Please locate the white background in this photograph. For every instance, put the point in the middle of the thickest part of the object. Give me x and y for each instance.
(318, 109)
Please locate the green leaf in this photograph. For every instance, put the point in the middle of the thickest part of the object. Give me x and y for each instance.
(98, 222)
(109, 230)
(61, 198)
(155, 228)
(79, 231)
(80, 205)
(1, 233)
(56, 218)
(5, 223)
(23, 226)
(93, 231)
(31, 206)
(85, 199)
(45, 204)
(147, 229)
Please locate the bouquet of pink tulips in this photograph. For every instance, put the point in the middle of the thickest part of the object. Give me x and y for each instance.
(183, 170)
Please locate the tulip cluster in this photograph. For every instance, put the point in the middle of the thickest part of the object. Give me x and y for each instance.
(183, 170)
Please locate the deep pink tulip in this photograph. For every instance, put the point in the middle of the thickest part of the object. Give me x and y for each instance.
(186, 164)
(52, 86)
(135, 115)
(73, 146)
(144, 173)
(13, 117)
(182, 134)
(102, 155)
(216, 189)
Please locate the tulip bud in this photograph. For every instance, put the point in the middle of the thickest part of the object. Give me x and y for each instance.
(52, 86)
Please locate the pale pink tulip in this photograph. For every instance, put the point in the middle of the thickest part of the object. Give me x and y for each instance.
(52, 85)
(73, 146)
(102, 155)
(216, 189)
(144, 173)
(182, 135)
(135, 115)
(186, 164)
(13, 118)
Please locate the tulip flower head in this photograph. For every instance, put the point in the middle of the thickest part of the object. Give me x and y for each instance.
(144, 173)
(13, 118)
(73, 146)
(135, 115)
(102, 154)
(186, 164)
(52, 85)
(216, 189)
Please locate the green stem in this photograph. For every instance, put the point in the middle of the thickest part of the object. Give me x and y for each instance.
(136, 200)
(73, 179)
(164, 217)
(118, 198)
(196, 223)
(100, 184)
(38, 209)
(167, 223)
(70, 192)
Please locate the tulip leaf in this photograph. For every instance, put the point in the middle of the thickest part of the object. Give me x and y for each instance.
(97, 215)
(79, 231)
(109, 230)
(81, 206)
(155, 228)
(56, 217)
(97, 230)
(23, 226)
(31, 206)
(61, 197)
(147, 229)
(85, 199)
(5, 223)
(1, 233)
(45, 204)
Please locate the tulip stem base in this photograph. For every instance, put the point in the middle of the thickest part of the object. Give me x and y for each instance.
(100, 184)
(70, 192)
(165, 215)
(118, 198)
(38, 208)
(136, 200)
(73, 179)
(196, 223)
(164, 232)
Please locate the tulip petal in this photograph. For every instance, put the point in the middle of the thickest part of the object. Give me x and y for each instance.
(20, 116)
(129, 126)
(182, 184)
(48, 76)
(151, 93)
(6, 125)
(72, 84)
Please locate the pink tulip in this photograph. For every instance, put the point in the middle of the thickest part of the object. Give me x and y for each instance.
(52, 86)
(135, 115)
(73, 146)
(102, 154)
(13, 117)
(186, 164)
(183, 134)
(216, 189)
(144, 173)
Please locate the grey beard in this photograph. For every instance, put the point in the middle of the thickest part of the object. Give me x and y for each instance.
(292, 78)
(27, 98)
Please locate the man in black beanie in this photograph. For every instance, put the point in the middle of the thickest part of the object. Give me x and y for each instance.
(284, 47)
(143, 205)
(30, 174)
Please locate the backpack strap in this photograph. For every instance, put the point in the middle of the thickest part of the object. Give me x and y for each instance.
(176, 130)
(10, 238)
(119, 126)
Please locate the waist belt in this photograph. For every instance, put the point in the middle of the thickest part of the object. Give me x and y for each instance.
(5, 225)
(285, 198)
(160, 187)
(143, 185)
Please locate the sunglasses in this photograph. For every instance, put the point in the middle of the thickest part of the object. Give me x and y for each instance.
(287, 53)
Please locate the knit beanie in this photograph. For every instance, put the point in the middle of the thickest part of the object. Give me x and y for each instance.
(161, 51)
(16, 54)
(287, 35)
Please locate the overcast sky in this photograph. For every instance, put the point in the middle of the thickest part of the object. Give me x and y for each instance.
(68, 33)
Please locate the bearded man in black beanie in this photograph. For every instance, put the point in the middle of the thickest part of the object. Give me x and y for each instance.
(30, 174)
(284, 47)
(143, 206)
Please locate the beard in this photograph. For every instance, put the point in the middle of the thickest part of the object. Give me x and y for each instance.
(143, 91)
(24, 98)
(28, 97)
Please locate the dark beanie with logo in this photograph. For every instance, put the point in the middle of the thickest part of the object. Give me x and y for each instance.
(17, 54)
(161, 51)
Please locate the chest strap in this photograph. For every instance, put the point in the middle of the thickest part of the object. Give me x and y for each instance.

###

Write out every record verbatim.

Please locate the white background in this photograph. For every instance, put the point in the middle of the thickest part of the object. Give me x and y for each instance.
(318, 109)
Please locate the green leaf in this photograph. For every instance, put the point in the middle of the thickest part of the object. Give me x and y for each instance.
(98, 222)
(109, 230)
(61, 198)
(155, 228)
(79, 231)
(80, 205)
(1, 233)
(56, 218)
(5, 223)
(23, 226)
(93, 231)
(31, 206)
(85, 199)
(45, 204)
(147, 229)
Please locate the bouquet of pink tulips in this photograph. For every instance, put the point in the middle of the thickest part of the object. Give me x and y for each instance.
(183, 170)
Please locate the tulip cluster in this photograph. For every instance, put the point in the middle of the thickest part of the object. Give me x and y for each instance.
(183, 170)
Please locate the deep pink tulip in this photograph. For every instance, put the point in the middle of the thickest part of the object. Give me x and y for each instance.
(186, 164)
(52, 86)
(135, 115)
(73, 146)
(144, 173)
(13, 117)
(182, 134)
(102, 155)
(216, 189)
Please locate the tulip bud in this photograph. For every instance, put the point in the middle of the thickest part of the object. Give me x and y for each instance.
(52, 86)
Please locate the pale pink tulip in this photograph. For every instance, put the point in the middle of the thickest part of the object. Give me x and y for each instance.
(52, 85)
(73, 146)
(102, 155)
(216, 189)
(144, 173)
(182, 135)
(135, 115)
(186, 164)
(13, 118)
Please locate the tulip flower head in this photograph. For every instance, put the point in the middle of the thickest part of the object. Give me x and y for each instance.
(144, 173)
(13, 118)
(73, 146)
(135, 115)
(102, 154)
(186, 164)
(52, 85)
(216, 189)
Please locate the green stem in this photograph. For every instance, put the point in the middle of the thickest part of the object. Give me x and y for each instance.
(136, 200)
(73, 179)
(164, 217)
(118, 198)
(196, 223)
(100, 184)
(38, 209)
(167, 223)
(70, 192)
Please locate the tulip leaf in this photograph. For every instance, put the point in the middle of the thickest part of the object. Give me x and y for each instance.
(97, 215)
(79, 231)
(109, 230)
(81, 206)
(155, 228)
(56, 217)
(97, 230)
(23, 226)
(31, 206)
(61, 197)
(147, 229)
(85, 199)
(5, 223)
(1, 233)
(45, 204)
Please locate the tulip stem base in this photograph. For every instance, put the point in the middle of the thickest part of the object. Give me x and y for each instance.
(100, 184)
(70, 192)
(165, 215)
(118, 198)
(38, 208)
(136, 200)
(73, 179)
(196, 223)
(164, 232)
Please locate the tulip petal in this photograph. For every instance, put the point in the middle of the thickest part of the object. Give me x and y for each instance.
(20, 116)
(129, 126)
(182, 184)
(48, 76)
(151, 93)
(6, 125)
(72, 84)
Please locate the pink tulip in this photograph. For every instance, put the point in the middle of the thickest part of the object. Give me x and y for each instance.
(52, 86)
(135, 115)
(73, 146)
(102, 154)
(13, 117)
(186, 164)
(183, 134)
(216, 189)
(144, 173)
Please locate the grey beard in this photograph. For every instance, put the point in the middle of the thickest part of the object. Give me x and y for each instance.
(292, 78)
(27, 98)
Please locate the man in black beanie in this photograph. For every instance, put the point in the middle of the thickest part of the object. Give me x and y for each instance.
(284, 47)
(143, 205)
(30, 174)
Please locate the backpack strap in this photograph. For every instance, put the point in the middle of the thickest part of the object. Give me x and y for each instance.
(176, 130)
(10, 238)
(119, 126)
Please locate the waist belt in this photograph. For every instance, put the point in the middle of the thickest part of the object. Give me x and y for each instance.
(5, 225)
(285, 198)
(160, 187)
(143, 185)
Please locate the sunglasses in this photograph. For every instance, put the point in the middle of the thickest part of the object. Give me x and y for each instance.
(287, 53)
Please locate the knit beanie in this photograph. For every instance, put the point in the middle of the thickest part of the object. Give me x and y for each instance.
(161, 51)
(16, 54)
(287, 35)
Please locate the overcast sky in this photograph. For every instance, put the point in the middle of the thickest part of the object. Give me x and y for each instance.
(68, 33)
Please locate the bearded man in black beanie in this photograph. For every instance, put the point in the middle of the thickest part of the object. Give me x and y for each instance.
(30, 174)
(284, 47)
(143, 206)
Please locate the beard in this photograph. For every instance, put the point in the middle of the thickest part of the object. Give me x and y for each instance.
(143, 91)
(24, 98)
(28, 97)
Please locate the dark beanie with logo in this photograph. For every instance, put the point in the middle of the thickest part of the object. Give me x and y for each instance.
(17, 54)
(161, 51)
Please locate the chest strap in this photograph. For every instance, put the point in the middle of the thickest part of the object. Give me x and y for each instance.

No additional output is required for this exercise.